▸ **ACTIVITY**
Repeat all of the data precisely.
• • •
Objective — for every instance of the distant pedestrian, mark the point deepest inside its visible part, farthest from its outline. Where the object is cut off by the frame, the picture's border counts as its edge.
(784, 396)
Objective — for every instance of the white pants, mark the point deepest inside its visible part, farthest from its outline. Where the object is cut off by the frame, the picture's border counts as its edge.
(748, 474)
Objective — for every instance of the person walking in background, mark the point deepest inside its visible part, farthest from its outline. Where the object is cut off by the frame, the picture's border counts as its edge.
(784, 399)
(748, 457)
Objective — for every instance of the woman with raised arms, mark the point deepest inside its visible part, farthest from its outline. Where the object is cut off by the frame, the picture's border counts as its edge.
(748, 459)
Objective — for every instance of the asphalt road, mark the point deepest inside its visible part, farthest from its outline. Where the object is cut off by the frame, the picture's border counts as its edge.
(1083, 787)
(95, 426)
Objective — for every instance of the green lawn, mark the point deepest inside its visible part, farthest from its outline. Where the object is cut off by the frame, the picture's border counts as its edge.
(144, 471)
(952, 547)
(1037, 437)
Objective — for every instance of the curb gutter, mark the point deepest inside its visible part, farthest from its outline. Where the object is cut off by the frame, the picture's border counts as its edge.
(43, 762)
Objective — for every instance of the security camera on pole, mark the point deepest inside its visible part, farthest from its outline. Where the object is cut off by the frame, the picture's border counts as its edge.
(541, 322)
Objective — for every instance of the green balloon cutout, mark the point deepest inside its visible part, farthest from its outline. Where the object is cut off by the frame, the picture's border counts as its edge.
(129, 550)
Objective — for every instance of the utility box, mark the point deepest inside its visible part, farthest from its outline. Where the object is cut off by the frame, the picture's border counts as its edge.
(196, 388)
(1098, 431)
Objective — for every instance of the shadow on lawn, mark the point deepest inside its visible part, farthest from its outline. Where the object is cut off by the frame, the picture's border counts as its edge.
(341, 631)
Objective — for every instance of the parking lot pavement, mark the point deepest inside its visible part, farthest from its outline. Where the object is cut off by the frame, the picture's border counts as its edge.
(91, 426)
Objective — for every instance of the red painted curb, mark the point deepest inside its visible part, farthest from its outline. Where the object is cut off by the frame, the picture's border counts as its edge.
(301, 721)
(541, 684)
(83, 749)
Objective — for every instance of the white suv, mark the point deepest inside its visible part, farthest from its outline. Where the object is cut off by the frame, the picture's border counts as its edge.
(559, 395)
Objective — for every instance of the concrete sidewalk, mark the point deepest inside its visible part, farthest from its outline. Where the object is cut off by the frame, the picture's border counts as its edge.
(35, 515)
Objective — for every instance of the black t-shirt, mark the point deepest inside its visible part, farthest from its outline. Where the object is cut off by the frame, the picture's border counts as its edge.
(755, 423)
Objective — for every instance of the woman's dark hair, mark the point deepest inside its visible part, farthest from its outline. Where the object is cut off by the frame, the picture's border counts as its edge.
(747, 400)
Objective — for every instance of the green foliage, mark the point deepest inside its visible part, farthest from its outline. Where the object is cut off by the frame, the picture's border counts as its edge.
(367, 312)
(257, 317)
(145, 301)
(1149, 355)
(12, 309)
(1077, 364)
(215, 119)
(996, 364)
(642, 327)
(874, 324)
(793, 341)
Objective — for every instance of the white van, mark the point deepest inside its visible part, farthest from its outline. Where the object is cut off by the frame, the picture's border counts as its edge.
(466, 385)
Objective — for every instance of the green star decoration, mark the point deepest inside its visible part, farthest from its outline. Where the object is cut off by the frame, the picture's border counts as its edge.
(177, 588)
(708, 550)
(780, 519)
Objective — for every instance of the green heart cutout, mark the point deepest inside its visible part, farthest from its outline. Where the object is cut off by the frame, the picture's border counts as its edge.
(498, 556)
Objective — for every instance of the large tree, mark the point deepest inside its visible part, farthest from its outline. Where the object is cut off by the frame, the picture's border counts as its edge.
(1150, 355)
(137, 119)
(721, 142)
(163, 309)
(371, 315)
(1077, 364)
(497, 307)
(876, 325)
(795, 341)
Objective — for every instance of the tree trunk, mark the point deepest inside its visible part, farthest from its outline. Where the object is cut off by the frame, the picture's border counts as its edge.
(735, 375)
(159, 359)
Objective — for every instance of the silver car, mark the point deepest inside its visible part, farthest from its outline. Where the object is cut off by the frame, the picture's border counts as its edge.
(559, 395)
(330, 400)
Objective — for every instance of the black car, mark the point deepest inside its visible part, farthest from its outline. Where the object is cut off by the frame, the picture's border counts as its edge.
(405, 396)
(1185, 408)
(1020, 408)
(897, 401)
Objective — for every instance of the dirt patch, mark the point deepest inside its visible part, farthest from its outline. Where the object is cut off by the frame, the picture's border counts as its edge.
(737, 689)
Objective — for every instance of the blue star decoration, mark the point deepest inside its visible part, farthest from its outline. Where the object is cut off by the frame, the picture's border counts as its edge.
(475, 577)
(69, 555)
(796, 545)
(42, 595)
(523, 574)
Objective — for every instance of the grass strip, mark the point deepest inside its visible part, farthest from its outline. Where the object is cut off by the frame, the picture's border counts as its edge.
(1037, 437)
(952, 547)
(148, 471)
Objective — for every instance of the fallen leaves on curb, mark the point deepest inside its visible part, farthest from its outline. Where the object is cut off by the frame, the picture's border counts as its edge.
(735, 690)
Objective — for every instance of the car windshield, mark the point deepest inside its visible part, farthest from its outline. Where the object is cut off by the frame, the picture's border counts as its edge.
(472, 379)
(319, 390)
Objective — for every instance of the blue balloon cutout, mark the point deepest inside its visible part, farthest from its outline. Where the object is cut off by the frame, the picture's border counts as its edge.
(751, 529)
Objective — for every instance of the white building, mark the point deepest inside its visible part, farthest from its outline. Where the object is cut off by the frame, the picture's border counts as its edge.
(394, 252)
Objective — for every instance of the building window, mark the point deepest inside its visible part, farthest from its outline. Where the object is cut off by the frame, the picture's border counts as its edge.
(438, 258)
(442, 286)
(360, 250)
• • •
▸ **FINAL ANSWER**
Objective — for every instance of the distant pedestrian, mark the point deepest inside its visible part, farthest from its outline. Where the object is cut off by the frame, the picture's border counts as its edge.
(784, 396)
Objective — for every instance of the white pants, mark the point deepest inside its visible part, farthest from its outline. Where the object is cut off by the frame, the picture's border counts as its edge.
(748, 474)
Objective — for every instance of the person walking in background, mark the point deepest inside its visible part, farthest from its outline. Where the object is cut off by the frame, the picture's border counts as its edge.
(784, 399)
(748, 457)
Objective — for every instance of the woman with raised arms, mark the point deepest inside its visible part, farthest from its outline. Where the object is cut off by the frame, the picture's border counts as its edge.
(748, 459)
Objective — for every instance of the asphalt road, mark the point deepest inside its visible part, farthest from its outline. Where the object is cut off by the frame, the picture's border counts as its edge.
(1083, 787)
(95, 426)
Objective — for every instance of the green lawn, mark the point deepest inside its visible part, farthest from its outline. Where the object is cut off by the frame, the picture's border counts as its edge.
(144, 471)
(952, 547)
(1037, 437)
Objective — for every instance of the curb gutter, mark the point deepest inside its visible part, farthest from its outline. Where the object is cut off by the frame, the picture's border counts as its edge.
(43, 762)
Objective — for every instance of the security camera on pole, mark the point deepest inside its visible part, farthest from its outline. Where the object is cut off by the frame, the picture's border counts as its edge.
(541, 322)
Objective — for every instance of the green balloon cutout, mark the point deepest inside its visible part, farthest from its outline. Where the object is cut off by the frame, the picture's border counts as its edge.
(129, 550)
Objective — for every instance of the utility box, mark the point deepest inside its visible part, farthest from its outline. Where the object is cut off by the frame, the picture's border counts as its edge.
(196, 388)
(1098, 431)
Objective — for every instance of the shadow on lawn, mark the point deepest inside its visible part, farthest from its outline. Where the object is cut off by the frame, the picture's border counts as its edge.
(341, 631)
Objective — for every instance of the parking lot pavement, mark the point deepest inside its visible part, farthest from its outline. Where the object is cut off by the frame, the picture's border counts as its edge.
(91, 426)
Objective — for every instance of the red painted curb, mark the point deepest inside its visible part, farthest from its outline. Where the object is cut off by the frame, the picture's border counts as its edge.
(301, 721)
(541, 684)
(83, 749)
Objective — for every instance of the white suv, mark the point deepest inside its visible part, farthest from its outline. Where the object is cut off by the frame, the picture's border counts as its edge.
(559, 395)
Objective — for every instance of the concrete sidewalk, mark the point deepest inside its visible part, farthest from its outline. Where the object is cut off by the frame, the picture's border counts as its edge.
(35, 515)
Objective — for every instance of the black t-shirt, mark the point deepest inside its visible part, farthest from its outline. Where the object is cut off by the frame, the picture's border counts as its edge.
(755, 423)
Objective — for every instance of the woman's dark hair, mark the point deepest inside its visible part, farthest from its outline. Where the object is cut off by the frame, the picture's border counts as its edge.
(747, 400)
Objective — for every instance of the green foliage, mark the point deepest inside its visible part, farthest from its outline. Where the object is cut off by the frame, the picture's border counts as its edge.
(367, 312)
(257, 317)
(145, 301)
(1149, 355)
(12, 309)
(1077, 364)
(215, 119)
(996, 364)
(642, 327)
(874, 324)
(793, 341)
Objective — for every instance of the white van, mark the point deepest inside its visible part, farthest from its outline. Where the object is cut off by the frame, the picture's border counts as its edge.
(466, 385)
Objective — for every instance of the green star decoration, mark the point deepest inside its visible part, farthest from its outline. Where the object is cut off by the frame, the picture's border counts as its edge.
(177, 588)
(708, 550)
(780, 519)
Objective — for every instance of the green heart cutout, mark the point deepest inside its visible part, farthest from its outline. Where the object is cut off by the frame, the picture's border counts as its edge.
(498, 556)
Objective — for every instance of the large tree, mark the point deepest inside its visible part, farthest from its outline. Where the object is cut off by the frame, the picture's border counts as its edge.
(1150, 355)
(137, 119)
(721, 142)
(163, 309)
(371, 315)
(1077, 364)
(497, 307)
(876, 325)
(795, 341)
Objective — for every instance of the tree trunk, mark the point deepest inside its visible part, farthest from its outline. Where the object is cut off by the frame, the picture's border counts as its edge.
(735, 375)
(159, 359)
Objective — for every instance of the silver car, mark the point deepest inside its visible part, farthest from its outline. Where the object is cut off by the frame, the picture's border counts as its edge.
(559, 395)
(330, 400)
Objective — for every instance of the black car, mark the point deepest inside its visible part, farthest from its outline. Where the object is cut off by the frame, the picture's border counts as its edge.
(405, 396)
(1185, 408)
(1020, 408)
(897, 401)
Objective — for every instance of the dirt patch, mark the point deepest inside its visible part, farthest from its outline. Where the object is cut off by the frame, the picture's border counts as its edge.
(737, 689)
Objective — for every instance of the blue star decoration, mark the point deepest inside its visible part, farthest from its outline. Where the object is cut off by the frame, the picture's border counts as its edge.
(475, 577)
(69, 555)
(796, 545)
(42, 595)
(523, 574)
Objective — for every instance of the grass strip, mark the point deepest inside its visible part, farthest from its outline. Where the object is cut off by the frame, the picture's border counts as its edge.
(1037, 437)
(952, 547)
(148, 471)
Objective — for every instance of the fallen leaves on curb, mark the point deepest inside its visible part, farthest from its outline. Where the object is cut off by the frame, the picture's border counts as its edge.
(735, 690)
Objective — for every instance of the car windshield, mark the point deepest inside its visible part, farthest from its outline. Where the object is cut off by the frame, the picture's border counts as its edge.
(472, 379)
(319, 390)
Objective — for every instance of the blue balloon cutout, mark the point deepest inside its visible part, farthest from its outline. Where the object is cut off by the frame, the picture's border counts as its edge.
(751, 529)
Objective — for every instance of the white building, mark the point deepest inside its visible part, farthest from its outline. Where the object is cut off by the frame, the picture's border counts as its edge.
(394, 252)
Objective — for every instance of the building window, mark the point deepest inside its visible part, farthest from its outline. Where the object is cut off by the frame, the picture's border counts as its edge.
(438, 258)
(442, 286)
(360, 250)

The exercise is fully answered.